>>>>

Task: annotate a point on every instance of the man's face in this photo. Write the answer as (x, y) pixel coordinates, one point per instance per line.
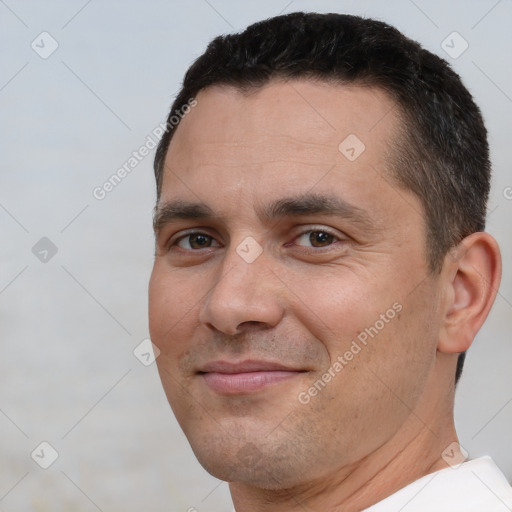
(284, 248)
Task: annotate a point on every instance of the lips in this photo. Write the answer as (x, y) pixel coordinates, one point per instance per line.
(231, 378)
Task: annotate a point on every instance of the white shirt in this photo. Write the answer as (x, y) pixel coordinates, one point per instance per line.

<<<<

▶ _Problem description_
Can you rewrite the entries above as a numbered list, with no blank lines and without the pictures?

▶ _Expected answer_
1. Task: annotate a point on every instance of the man's face in this photo. Write the answer as (x, y) pixel coordinates, one point per instance per line.
2. (284, 248)
3. Task: annotate a point on every instance of the lips in this photo. Write the answer as (x, y) pixel coordinates, one point per instance per line.
4. (231, 378)
5. Task: annotate a point on every instance of the white shirt in this photo. Write the answer as (x, y) pixel coordinates, one point per instance per line.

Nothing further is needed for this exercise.